*REQUIREMENT:*
Reproduce all of the data below verbatim, line for line.
⁂
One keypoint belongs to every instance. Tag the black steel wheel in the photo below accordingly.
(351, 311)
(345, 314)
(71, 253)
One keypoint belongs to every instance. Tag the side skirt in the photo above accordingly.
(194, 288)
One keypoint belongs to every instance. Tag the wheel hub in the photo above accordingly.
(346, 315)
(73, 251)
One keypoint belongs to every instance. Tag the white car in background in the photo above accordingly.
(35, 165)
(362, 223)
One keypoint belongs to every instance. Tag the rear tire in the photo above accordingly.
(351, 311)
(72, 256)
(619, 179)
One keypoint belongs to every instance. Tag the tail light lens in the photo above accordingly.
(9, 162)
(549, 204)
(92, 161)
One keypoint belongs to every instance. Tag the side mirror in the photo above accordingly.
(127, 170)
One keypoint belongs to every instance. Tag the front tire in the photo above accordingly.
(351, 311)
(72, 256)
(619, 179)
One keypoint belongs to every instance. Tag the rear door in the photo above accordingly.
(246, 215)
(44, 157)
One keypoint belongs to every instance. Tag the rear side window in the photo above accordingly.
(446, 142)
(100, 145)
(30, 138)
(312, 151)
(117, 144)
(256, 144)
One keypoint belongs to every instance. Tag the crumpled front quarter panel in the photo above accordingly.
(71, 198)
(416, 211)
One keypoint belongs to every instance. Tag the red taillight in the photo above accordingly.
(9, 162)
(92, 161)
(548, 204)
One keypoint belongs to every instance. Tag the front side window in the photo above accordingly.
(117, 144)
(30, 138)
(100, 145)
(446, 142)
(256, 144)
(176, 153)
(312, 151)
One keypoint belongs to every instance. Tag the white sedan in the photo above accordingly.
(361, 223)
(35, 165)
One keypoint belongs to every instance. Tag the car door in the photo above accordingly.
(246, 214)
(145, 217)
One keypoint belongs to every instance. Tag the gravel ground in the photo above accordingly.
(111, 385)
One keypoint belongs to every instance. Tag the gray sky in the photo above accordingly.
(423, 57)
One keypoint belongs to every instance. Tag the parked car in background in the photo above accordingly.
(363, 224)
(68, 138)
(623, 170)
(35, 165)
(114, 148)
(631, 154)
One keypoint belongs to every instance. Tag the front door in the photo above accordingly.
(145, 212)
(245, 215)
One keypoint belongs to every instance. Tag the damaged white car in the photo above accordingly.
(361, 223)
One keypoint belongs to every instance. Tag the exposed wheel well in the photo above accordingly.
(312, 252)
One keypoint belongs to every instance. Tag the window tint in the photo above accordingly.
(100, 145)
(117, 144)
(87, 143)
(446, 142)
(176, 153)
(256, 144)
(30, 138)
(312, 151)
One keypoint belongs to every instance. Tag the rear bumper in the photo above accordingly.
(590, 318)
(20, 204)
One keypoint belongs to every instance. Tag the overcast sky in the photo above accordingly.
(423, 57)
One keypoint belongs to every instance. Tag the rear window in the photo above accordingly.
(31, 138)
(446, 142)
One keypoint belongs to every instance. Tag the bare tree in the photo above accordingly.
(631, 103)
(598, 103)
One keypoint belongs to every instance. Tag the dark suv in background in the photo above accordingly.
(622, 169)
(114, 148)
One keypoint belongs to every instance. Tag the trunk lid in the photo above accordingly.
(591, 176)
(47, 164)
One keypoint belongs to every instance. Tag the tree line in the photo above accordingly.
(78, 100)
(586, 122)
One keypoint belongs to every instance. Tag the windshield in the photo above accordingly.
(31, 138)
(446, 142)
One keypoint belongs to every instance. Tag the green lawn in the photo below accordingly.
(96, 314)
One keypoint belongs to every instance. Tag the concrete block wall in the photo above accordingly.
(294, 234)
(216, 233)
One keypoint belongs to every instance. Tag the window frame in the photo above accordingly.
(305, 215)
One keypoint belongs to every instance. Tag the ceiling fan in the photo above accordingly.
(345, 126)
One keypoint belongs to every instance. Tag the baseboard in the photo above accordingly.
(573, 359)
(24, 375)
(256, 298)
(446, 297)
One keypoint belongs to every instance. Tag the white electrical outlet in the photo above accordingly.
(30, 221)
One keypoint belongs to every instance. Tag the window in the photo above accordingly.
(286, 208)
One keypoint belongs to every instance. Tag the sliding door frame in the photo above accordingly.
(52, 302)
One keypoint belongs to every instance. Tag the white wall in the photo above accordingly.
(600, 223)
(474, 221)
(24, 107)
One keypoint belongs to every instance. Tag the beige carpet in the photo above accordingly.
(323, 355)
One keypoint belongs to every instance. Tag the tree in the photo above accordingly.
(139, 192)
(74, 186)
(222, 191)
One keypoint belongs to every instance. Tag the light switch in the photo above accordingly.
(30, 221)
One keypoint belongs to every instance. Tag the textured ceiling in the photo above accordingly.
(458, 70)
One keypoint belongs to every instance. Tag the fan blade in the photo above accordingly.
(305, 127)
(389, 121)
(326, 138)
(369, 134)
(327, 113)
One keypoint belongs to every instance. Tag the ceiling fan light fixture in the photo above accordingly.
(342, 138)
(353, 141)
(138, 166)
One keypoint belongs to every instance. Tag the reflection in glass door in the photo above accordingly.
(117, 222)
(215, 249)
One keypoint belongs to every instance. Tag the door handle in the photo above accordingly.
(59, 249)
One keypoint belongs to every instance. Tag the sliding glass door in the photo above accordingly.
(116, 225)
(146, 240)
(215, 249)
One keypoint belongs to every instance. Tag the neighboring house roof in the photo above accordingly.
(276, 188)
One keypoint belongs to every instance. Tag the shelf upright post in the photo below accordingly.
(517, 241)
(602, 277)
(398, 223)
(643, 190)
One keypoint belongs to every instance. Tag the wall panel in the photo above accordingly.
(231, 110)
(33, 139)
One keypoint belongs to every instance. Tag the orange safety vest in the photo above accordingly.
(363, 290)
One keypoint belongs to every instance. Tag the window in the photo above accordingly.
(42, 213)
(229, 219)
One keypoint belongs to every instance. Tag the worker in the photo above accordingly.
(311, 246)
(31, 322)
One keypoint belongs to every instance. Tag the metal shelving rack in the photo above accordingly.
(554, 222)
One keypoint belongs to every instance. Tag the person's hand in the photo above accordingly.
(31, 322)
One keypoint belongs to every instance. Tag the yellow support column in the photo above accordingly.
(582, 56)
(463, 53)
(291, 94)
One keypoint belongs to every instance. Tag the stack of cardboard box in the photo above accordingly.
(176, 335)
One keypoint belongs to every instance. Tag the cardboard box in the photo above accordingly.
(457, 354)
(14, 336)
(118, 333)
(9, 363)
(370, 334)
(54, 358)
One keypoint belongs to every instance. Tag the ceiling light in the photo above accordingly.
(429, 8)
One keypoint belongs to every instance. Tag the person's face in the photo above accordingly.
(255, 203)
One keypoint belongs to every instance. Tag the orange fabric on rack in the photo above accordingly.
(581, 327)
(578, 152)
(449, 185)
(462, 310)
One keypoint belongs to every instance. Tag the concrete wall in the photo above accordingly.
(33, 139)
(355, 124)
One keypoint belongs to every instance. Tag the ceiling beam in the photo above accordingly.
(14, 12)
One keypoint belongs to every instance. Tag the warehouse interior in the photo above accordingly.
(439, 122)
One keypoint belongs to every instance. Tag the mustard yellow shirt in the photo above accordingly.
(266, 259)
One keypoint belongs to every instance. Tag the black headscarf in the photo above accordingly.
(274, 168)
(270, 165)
⁂
*CORRECT ANSWER:*
One keypoint belongs to every instance. Tag the black steel wheel in the photo below accordingly.
(351, 311)
(345, 314)
(71, 253)
One keypoint belongs to every instance. Tag the side skirt in the photo above accordingly.
(194, 288)
One keypoint belongs to every instance. Tag the wheel hub in the photo above accordingly.
(346, 315)
(73, 251)
One keypoint belongs to every instance. Tag the white car in background in the photo above accordingly.
(35, 165)
(362, 223)
One keypoint belongs to every instance. Tag the rear tire in the photo above accordingly.
(351, 311)
(72, 256)
(619, 179)
One keypoint belongs to every instance. Tag the tail light lens in the photo above accordingly.
(9, 162)
(549, 204)
(92, 161)
One keypoint belongs to every instance. Tag the side mirror in the photo above accordingly.
(127, 170)
One keypoint belongs to every instance. Tag the front tire in the photo above accordingly.
(351, 311)
(72, 256)
(619, 179)
One keypoint belongs to every instance. Tag the rear door in the photo above accordingly.
(246, 215)
(44, 157)
One keypoint belongs to every instance. Tag the rear side window in the photo above accordingly.
(446, 142)
(100, 145)
(30, 138)
(312, 151)
(117, 144)
(256, 144)
One keypoint belongs to every instance. Tag the crumpled front quarter panel in the photo above accordingly.
(71, 198)
(416, 211)
One keypoint belongs to every instance. Tag the red taillight in the photo above accordingly.
(9, 162)
(92, 161)
(548, 204)
One keypoint belongs to every instance. Tag the front side window in the photo above accordingly.
(117, 144)
(30, 138)
(100, 145)
(446, 142)
(256, 144)
(176, 153)
(312, 151)
One keypoint belongs to every instance. Tag the white sedan in the photo above accordingly.
(361, 223)
(35, 165)
One keypoint belongs to every instance. Tag the car door in the photo above accordingly.
(246, 214)
(145, 217)
One keypoint belongs to every instance. Tag the gravel ground in the photo above accordingly.
(111, 385)
One keypoint belongs to every instance. Tag the gray sky in the photo above accordingly.
(423, 57)
One keypoint belongs to every instance. Tag the parked car in background in the photo above accordingly.
(363, 224)
(68, 138)
(623, 170)
(35, 165)
(114, 148)
(631, 154)
One keypoint belongs to every instance. Tag the front door in the photo above accordingly.
(145, 212)
(245, 215)
One keypoint belongs to every instance. Tag the damaged white car in the photo above accordingly.
(361, 223)
One keypoint belongs to every instance. Tag the exposed wheel well in the photo above accordingly.
(312, 252)
One keypoint belongs to every instance. Tag the window tint in the photo above accordingly.
(100, 145)
(117, 144)
(87, 143)
(446, 142)
(176, 153)
(256, 144)
(30, 138)
(312, 151)
One keypoint belongs to every instance. Tag the rear bumper in the photo above accordingly.
(590, 318)
(20, 204)
One keypoint belongs to every instance. Tag the overcast sky in the photo above accordingly.
(423, 57)
One keypoint belongs to every instance. Tag the rear window in the photo above accordingly.
(31, 138)
(446, 142)
One keypoint belongs to every instance. Tag the bare tree in the photo above accordingly.
(631, 103)
(598, 103)
One keypoint belongs to every instance. Tag the dark suv in background in the photo above accordingly.
(622, 169)
(114, 148)
One keypoint belongs to every instance. Tag the trunk lid in the photo above accordingly.
(591, 176)
(47, 164)
One keypoint belongs to every instance. Tag the tree line in the photo above accordingly.
(78, 100)
(586, 122)
One keypoint belongs to every instance. Tag the windshield in the photo above accordingly.
(31, 138)
(446, 142)
One keypoint belongs to every instance. Tag the green lawn in the photo below accordingly.
(96, 314)
One keypoint belongs to every instance. Tag the concrete block wall in the photo above accordingly.
(294, 234)
(216, 233)
One keypoint belongs to every instance. Tag the window frame in the photo above accordingly.
(305, 215)
One keypoint belongs to every instance. Tag the ceiling fan in the photo above accordingly.
(345, 126)
One keypoint belongs to every instance. Tag the baseboard in the photo above accordingly.
(573, 359)
(24, 375)
(256, 298)
(446, 297)
One keypoint belongs to every instance. Tag the white electrical outlet in the photo above accordingly.
(30, 221)
One keypoint belongs to every instance. Tag the window in the photo above accordingly.
(286, 208)
One keypoint belongs to every instance. Tag the sliding door frame in the photo above accordingly.
(52, 302)
One keypoint belongs to every instance. Tag the white wall in the photo above accordingly.
(600, 223)
(474, 221)
(24, 107)
One keypoint belongs to every instance. Tag the beige carpet in the photo above accordingly.
(323, 355)
One keypoint belongs to every instance. Tag the tree in the photo above accordingly.
(139, 192)
(74, 186)
(222, 191)
One keypoint belongs to every instance. Tag the light switch in the photo above accordingly.
(30, 221)
One keypoint belongs to every instance. Tag the textured ceiling in the photo above accordingly.
(458, 70)
One keypoint belongs to every instance. Tag the fan blade in the photo above accordingly.
(305, 127)
(389, 121)
(326, 138)
(369, 134)
(327, 113)
One keypoint belongs to every instance. Tag the ceiling fan light fixture in the photo above accordingly.
(342, 138)
(353, 141)
(138, 166)
One keypoint belongs to every instance. Tag the reflection in glass door in the photo above accordingly.
(117, 222)
(215, 249)
One keypoint belongs to every instance. Tag the door handle in the photo above accordingly.
(59, 249)
One keypoint belongs to every instance. Tag the sliding glass door in the photo above accordingly.
(116, 225)
(146, 240)
(215, 249)
One keypoint belongs to every instance. Tag the neighboring house roof in the photo above accordingly.
(276, 188)
One keypoint belongs to every instance. Tag the shelf upright post in the photo below accordingly.
(517, 241)
(602, 277)
(398, 223)
(643, 190)
One keypoint belongs to every instance. Tag the wall panel in the photo above accordingly.
(231, 110)
(33, 139)
One keypoint belongs to every instance. Tag the orange safety vest in the photo above accordingly.
(363, 290)
One keypoint belongs to every instance. Tag the window in the photo above accordingly.
(42, 213)
(229, 219)
One keypoint belongs to every instance. Tag the worker in the photo above accordingly.
(311, 246)
(31, 322)
One keypoint belongs to every instance. Tag the metal shelving rack in the photo above accordingly.
(554, 222)
One keypoint belongs to every instance. Tag the person's hand in the photo above accordingly.
(31, 322)
One keypoint belongs to every instance. Tag the yellow support column in the photo above accordingly.
(582, 56)
(463, 53)
(291, 94)
One keypoint belongs to every instance. Tag the stack of cardboard box in the photo above accordingly.
(176, 335)
One keypoint belongs to every instance. Tag the cardboard box in the photo above accordingly.
(457, 354)
(14, 336)
(118, 333)
(9, 363)
(370, 334)
(54, 358)
One keypoint belongs to every instance. Tag the ceiling light in the photo above accordingly.
(429, 8)
One keypoint belongs to every instance. Tag the person's face in the photo above accordingly.
(255, 203)
One keypoint belongs to every instance. Tag the orange fabric on rack in the photo above accordingly.
(581, 327)
(578, 152)
(449, 185)
(462, 310)
One keypoint belongs to every instance. Tag the concrete wall in the photo above accordingly.
(33, 139)
(355, 124)
One keypoint belongs to every instance. Tag the ceiling beam in the photo above accordingly.
(14, 12)
One keypoint belongs to every instance. Tag the warehouse interior in the photo above accordingly.
(439, 122)
One keypoint belongs to every instance. Tag the mustard yellow shirt in the photo above accordingly.
(266, 259)
One keypoint belongs to every instance. Tag the black headscarf in the photo above accordingly.
(274, 168)
(270, 165)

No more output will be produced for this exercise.